(Data extracted from a collection)
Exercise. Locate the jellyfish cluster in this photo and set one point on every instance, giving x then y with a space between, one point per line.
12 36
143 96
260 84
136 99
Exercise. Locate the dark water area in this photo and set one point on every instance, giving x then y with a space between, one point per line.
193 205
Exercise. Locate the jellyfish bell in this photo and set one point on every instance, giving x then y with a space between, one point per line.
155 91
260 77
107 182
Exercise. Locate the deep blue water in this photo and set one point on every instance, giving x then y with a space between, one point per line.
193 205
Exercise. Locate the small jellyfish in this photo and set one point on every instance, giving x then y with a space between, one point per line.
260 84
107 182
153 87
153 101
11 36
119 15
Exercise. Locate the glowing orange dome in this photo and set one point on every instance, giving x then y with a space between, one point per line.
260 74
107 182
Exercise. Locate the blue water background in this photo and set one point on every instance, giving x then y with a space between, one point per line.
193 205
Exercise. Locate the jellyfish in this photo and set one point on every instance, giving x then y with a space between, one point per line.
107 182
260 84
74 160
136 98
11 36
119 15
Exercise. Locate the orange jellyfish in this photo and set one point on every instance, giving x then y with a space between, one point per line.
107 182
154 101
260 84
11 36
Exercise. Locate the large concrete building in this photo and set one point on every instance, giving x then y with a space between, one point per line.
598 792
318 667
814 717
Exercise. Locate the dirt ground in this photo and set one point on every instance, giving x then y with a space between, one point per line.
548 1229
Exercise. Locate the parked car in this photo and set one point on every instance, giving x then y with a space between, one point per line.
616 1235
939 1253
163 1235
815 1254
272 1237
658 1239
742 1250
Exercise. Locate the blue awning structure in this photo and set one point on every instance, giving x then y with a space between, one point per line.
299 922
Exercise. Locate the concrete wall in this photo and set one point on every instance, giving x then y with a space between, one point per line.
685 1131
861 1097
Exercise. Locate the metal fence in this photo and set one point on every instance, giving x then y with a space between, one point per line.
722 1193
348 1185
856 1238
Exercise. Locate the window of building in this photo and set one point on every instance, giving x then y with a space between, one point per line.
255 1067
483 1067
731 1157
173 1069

◆ What you need to do ◆
From the first line to the last, set down every record exactly as written above.

◆ Reply to the task ◆
Exercise. Locate the jellyfish cluster in this photo and set one point on every instance, giving x then y with a space between, one point per line.
12 36
143 96
260 84
136 99
Exercise. Locate the dark water area in this photo and set one point on every instance, giving x then y with a space between, one point per line.
193 205
Exercise. Locate the jellyfish bell in this photo and set one point on every instance, giving x then y with a space between, one point per line.
155 91
260 77
107 182
Exercise. Locate the deep blue water in this photo and set one point on every instance, giving x then y with a space between, one point per line.
193 205
Exercise. Locate the small jellyfish in this photo and set one point on every instance, giving x then y with a space between, one point per line.
260 84
107 182
153 87
153 101
11 36
119 15
Exercise. Locate the glowing orange dome in this photo and set one point on every instance, giving x then y with a space between, one point per line.
260 74
107 182
Exercise. Locate the blue water background in this photo and set one point on every instance, giving x then y with a space between, one point per line.
193 205
Exercise. Locate the jellyfish in this photo and set one point on every instance, giving x then y with a space between, one point per line.
107 182
260 84
74 160
136 98
11 36
119 15
Exercise. Locate the orange jellyfish in this photo and set one point on every instance, giving x then y with a space between, one point per line.
107 182
154 101
260 84
11 36
Exercise. Locate the large concrete building in this photo and set one point on every instance, giving x then y with a space between, one point per line.
598 792
318 667
814 717
Exercise. Locate the dirt ground in this photo and set one point on every instance, giving x then y with a space between, one point per line.
548 1229
Exercise. Locate the parked car in this photo and set one point on every instance, giving x then y with a space between, one point per line.
616 1235
939 1253
163 1235
815 1254
272 1237
658 1239
742 1250
Exercise. Locate the blue awning structure in this photo and set one point on every instance, giving x then y with a space between, one point per line.
299 922
Exercise. Locate the concrete wall in this photo and set one point on every instance, giving x then y with a space between, one point per line.
685 1131
861 1097
Exercise. Locate the metal fence in this photo and set one point on every instance, giving x then y with a space between, one point per line.
722 1193
348 1185
856 1238
Exercise. Locate the window of building in this photo and set one point on every instance, giving x then y with a space between, one point per line.
255 1067
483 1067
731 1157
173 1069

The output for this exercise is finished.